| Work to be completed |
Copy out every line of the items from the line containing "Reviewer note: confirm each instance of the truck wheel" down to the line containing "pixel 54 194", both included, and nothing else.

Dataset excerpt:
==============================

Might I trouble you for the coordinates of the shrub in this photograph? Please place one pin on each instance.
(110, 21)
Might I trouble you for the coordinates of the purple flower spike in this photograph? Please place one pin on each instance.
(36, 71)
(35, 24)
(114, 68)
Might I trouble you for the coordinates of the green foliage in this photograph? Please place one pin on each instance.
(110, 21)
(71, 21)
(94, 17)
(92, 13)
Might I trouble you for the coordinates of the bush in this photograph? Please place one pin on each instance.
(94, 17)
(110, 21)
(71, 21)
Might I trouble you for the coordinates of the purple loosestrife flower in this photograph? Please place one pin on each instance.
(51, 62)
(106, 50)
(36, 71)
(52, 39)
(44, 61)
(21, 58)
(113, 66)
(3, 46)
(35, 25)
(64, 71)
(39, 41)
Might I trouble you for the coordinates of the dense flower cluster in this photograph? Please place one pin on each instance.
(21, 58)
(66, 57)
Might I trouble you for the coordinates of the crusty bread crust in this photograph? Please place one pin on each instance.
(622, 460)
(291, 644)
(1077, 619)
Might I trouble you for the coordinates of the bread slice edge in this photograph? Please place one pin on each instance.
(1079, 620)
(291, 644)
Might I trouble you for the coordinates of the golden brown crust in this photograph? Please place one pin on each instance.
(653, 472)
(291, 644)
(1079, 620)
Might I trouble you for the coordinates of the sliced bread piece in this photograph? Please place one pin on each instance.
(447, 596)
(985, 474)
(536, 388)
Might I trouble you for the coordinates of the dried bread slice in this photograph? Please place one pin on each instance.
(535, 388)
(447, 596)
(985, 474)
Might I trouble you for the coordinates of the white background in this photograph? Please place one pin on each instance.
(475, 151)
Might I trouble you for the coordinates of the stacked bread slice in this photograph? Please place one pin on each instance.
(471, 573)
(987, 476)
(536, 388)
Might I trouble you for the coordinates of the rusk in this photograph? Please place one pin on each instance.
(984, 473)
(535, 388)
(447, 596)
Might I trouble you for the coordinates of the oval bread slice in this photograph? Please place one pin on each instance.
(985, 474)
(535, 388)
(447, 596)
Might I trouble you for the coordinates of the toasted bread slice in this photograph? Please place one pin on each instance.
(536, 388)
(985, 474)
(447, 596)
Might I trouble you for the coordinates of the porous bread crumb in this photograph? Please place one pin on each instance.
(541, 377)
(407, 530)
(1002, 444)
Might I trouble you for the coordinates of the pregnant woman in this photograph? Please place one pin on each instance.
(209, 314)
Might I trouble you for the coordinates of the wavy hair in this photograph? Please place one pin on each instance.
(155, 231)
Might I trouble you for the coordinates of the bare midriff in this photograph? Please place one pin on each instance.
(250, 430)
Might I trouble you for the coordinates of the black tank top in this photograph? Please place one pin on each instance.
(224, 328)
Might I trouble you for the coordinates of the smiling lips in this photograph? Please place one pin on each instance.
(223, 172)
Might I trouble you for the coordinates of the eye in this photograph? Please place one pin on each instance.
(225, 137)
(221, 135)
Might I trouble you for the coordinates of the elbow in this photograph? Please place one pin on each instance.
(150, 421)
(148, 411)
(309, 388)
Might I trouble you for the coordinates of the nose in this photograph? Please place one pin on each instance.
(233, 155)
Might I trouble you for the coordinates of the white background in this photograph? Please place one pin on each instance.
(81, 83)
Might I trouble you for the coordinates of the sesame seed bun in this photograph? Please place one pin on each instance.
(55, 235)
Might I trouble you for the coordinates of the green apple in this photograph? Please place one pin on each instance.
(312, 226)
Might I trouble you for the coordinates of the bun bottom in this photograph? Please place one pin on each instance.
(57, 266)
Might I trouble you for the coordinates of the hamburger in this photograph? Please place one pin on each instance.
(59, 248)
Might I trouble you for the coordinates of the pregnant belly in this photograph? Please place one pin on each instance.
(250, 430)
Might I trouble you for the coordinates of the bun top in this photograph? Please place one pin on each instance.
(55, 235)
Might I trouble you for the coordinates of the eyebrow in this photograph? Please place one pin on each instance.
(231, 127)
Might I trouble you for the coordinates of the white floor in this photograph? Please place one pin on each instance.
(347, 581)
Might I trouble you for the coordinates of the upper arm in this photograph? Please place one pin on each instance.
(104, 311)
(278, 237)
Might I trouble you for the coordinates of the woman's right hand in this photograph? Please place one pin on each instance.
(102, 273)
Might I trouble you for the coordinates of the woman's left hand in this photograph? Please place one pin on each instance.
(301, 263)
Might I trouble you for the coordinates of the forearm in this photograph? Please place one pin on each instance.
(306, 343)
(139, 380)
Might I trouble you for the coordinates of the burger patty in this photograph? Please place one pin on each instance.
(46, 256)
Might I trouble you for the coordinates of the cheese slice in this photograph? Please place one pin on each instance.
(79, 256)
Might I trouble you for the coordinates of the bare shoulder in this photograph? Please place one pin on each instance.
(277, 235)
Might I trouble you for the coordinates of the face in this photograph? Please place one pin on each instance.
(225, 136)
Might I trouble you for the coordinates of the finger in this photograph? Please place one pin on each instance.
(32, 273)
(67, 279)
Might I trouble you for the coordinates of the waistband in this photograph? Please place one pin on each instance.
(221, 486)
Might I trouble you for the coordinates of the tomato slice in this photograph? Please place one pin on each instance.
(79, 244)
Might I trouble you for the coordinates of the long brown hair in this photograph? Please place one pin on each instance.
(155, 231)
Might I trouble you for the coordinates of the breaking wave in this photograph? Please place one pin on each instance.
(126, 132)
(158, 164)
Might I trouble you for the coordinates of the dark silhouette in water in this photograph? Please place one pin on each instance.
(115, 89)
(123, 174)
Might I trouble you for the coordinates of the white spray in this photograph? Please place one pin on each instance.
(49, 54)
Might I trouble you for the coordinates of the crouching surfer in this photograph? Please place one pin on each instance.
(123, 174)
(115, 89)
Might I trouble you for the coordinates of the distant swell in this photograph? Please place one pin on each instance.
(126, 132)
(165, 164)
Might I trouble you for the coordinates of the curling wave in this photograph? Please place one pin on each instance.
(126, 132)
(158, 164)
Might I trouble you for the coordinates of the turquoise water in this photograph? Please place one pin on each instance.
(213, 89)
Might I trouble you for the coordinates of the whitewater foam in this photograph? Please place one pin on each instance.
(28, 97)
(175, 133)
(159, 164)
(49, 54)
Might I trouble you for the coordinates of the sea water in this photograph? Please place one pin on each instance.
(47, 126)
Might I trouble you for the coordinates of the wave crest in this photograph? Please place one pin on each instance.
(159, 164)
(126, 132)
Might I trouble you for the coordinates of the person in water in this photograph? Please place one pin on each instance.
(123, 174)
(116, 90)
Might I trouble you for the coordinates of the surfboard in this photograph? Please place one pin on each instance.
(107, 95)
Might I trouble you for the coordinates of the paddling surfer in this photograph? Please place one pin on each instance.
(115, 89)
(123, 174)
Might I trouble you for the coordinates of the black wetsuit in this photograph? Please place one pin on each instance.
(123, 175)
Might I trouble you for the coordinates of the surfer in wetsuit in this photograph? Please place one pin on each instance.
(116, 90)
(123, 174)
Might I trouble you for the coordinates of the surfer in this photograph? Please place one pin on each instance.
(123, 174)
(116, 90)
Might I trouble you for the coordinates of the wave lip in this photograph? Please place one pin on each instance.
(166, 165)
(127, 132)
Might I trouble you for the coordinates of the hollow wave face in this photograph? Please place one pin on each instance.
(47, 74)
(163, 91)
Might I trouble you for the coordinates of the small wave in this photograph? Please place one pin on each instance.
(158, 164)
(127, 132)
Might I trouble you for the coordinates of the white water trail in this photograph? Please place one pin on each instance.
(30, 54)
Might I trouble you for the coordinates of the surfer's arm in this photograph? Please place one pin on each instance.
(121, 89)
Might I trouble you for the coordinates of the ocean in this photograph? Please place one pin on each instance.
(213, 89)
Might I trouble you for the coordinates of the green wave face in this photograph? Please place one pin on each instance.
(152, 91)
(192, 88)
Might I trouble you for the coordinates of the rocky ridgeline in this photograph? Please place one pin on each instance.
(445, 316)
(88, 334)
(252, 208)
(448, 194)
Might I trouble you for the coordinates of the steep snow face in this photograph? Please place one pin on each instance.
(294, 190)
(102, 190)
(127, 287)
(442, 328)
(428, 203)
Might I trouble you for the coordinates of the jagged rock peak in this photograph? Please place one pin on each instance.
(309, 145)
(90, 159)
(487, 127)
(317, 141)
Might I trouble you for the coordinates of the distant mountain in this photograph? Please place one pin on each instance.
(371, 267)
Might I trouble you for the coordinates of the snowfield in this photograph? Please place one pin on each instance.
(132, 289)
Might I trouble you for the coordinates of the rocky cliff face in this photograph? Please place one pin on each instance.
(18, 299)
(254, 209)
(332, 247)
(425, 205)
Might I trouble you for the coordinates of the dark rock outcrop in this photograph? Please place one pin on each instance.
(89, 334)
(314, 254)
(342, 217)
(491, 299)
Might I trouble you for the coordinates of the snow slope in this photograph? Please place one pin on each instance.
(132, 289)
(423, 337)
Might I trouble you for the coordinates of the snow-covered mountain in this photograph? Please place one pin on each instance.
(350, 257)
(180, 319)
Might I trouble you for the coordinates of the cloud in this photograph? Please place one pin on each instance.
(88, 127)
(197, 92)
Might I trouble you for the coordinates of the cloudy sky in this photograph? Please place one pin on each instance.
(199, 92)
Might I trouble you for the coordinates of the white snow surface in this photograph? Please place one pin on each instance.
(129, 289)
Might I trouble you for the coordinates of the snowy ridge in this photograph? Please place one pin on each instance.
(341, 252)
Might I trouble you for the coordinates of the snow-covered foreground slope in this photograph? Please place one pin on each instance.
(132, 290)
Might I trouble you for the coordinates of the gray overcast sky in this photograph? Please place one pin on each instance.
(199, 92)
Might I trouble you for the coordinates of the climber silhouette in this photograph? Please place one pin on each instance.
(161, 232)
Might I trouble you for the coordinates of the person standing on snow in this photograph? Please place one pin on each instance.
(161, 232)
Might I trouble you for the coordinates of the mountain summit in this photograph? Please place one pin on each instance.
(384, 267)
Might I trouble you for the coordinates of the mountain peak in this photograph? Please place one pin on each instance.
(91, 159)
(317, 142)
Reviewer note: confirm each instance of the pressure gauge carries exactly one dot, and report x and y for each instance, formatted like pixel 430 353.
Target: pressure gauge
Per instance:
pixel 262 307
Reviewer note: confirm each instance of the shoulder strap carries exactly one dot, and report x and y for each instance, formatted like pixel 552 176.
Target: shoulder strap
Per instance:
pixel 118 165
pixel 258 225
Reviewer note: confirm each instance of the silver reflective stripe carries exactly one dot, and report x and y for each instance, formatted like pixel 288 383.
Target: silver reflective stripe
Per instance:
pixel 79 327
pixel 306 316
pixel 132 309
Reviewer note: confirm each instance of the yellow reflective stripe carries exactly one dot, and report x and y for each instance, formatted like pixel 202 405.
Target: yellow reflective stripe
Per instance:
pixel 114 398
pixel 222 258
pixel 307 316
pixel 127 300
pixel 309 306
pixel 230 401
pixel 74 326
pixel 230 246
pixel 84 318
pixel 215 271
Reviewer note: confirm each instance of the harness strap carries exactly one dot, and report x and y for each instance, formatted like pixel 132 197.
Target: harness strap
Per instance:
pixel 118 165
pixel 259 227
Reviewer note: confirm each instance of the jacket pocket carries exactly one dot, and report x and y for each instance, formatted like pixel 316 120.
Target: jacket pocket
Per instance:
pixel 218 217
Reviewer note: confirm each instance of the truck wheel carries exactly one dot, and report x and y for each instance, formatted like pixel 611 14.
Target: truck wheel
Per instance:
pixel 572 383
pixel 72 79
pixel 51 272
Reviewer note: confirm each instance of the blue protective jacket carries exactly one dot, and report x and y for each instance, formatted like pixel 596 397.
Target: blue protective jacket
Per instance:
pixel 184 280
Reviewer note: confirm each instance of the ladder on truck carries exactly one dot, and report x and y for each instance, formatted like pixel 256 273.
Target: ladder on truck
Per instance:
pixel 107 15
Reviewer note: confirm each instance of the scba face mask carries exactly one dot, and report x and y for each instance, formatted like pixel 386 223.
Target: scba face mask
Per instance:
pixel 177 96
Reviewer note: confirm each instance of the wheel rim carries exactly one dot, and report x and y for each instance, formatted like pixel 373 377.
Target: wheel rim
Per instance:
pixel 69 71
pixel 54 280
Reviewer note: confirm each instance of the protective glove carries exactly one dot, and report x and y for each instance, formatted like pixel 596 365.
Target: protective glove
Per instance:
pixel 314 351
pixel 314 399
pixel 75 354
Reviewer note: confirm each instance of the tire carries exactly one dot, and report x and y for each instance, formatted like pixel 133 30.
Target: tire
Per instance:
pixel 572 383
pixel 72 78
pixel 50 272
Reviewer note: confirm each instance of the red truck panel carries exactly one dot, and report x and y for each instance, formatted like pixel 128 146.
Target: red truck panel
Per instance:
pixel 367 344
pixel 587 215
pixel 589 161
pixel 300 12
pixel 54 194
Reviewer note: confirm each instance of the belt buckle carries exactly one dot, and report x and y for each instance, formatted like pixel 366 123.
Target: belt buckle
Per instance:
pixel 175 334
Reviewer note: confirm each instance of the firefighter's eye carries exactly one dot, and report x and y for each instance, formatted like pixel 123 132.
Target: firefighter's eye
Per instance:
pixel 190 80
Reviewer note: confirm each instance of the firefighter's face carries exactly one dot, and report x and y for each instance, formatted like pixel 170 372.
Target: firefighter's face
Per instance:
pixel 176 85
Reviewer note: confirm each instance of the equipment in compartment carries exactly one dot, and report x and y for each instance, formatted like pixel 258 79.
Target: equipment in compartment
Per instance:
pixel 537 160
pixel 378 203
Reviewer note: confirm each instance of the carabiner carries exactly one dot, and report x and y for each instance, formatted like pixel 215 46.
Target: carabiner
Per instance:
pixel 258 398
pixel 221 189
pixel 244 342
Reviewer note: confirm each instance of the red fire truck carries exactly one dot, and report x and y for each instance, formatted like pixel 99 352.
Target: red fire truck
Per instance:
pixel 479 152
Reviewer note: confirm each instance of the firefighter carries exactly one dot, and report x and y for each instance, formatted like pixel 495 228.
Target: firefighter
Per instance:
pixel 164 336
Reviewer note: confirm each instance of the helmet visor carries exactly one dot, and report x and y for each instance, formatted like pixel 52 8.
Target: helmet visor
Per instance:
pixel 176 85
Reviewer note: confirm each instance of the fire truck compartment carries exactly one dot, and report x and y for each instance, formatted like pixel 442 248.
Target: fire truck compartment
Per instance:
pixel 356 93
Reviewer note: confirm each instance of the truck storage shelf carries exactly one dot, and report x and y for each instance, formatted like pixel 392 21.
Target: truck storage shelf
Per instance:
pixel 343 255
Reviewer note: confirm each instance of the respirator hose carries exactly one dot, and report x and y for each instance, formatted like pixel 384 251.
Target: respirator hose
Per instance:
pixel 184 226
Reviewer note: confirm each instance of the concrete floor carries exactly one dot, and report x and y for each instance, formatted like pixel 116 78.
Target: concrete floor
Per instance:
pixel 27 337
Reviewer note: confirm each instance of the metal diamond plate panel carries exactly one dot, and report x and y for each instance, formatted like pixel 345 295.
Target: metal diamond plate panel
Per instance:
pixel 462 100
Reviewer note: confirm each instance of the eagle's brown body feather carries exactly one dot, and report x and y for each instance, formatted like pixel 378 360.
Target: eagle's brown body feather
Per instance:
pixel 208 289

==============================

| Reply to the exercise |
Reviewer note: confirm each instance of the truck wheel carries exactly one dot, and report x and y for each instance, formatted like pixel 611 14.
Target: truck wheel
Per instance:
pixel 572 383
pixel 72 79
pixel 51 272
Reviewer note: confirm each instance of the blue protective jacket carries exactly one dot, and report x and y for each instance, formatted like pixel 596 397.
Target: blue protective jacket
Per instance:
pixel 184 280
Reviewer note: confirm each instance of the ladder on truck carries exactly one dot, and report x and y for each instance, formatted like pixel 256 273.
Target: ladder on truck
Per instance:
pixel 107 15
Reviewer note: confirm each instance of the scba face mask carries exactly one dot, and report x and y for each instance, formatted like pixel 386 223.
Target: scba face mask
Per instance:
pixel 177 96
Reviewer note: confirm each instance of the wheel rim carries exactly one dot, and report x and y for each instance, formatted like pixel 373 377.
Target: wheel rim
Per instance:
pixel 69 71
pixel 54 280
Reviewer note: confirm each instance of the protective glove carries exactly one dot, and report x and y for each instance, formatted like pixel 596 365.
Target: protective glove
Per instance:
pixel 314 351
pixel 314 399
pixel 75 354
Reviewer note: confirm each instance of the tire carries exactly one dot, and report x and y for each instance, formatted like pixel 133 30.
Target: tire
Per instance:
pixel 572 383
pixel 72 78
pixel 50 272
Reviewer note: confirm each instance of the red truck panel carries exactly one dot, and report x and y for each instance, formatted like pixel 128 146.
Target: red truck panel
Per instance:
pixel 367 344
pixel 587 215
pixel 589 161
pixel 300 12
pixel 54 194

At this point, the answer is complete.